- _Set task_
Gather every line in the entries below that contains the string "response", and copy each one unchanged. Case counts.

- _Input data_
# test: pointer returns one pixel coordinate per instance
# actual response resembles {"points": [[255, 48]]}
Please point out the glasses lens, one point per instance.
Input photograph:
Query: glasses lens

--

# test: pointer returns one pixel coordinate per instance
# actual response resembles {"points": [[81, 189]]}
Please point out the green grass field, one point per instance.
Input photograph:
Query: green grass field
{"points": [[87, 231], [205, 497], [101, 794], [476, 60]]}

---

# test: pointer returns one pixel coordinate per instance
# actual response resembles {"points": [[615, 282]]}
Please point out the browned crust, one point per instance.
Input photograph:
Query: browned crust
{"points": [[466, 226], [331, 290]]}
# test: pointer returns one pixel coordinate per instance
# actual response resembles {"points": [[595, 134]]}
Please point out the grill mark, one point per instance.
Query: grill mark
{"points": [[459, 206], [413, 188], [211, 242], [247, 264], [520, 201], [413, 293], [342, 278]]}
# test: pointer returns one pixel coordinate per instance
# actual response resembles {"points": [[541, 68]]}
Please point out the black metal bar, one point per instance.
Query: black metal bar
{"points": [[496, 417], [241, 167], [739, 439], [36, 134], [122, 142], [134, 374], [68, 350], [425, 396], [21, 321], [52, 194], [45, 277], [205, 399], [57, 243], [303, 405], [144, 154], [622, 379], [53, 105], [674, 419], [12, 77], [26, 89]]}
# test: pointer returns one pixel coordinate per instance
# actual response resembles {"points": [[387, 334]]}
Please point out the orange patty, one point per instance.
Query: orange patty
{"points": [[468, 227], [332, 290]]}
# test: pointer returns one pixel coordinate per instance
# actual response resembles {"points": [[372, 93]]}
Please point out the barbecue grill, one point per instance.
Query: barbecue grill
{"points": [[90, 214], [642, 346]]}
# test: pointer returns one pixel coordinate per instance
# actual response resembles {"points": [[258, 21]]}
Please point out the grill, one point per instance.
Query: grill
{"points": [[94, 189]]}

- _Written reply_
# actual response resembles {"points": [[255, 48]]}
# actual response resembles {"points": [[81, 189]]}
# actual response resembles {"points": [[615, 282]]}
# actual response resembles {"points": [[595, 134]]}
# actual response resembles {"points": [[541, 68]]}
# actual response resembles {"points": [[387, 334]]}
# actual response resembles {"points": [[372, 93]]}
# actual response resembles {"points": [[258, 21]]}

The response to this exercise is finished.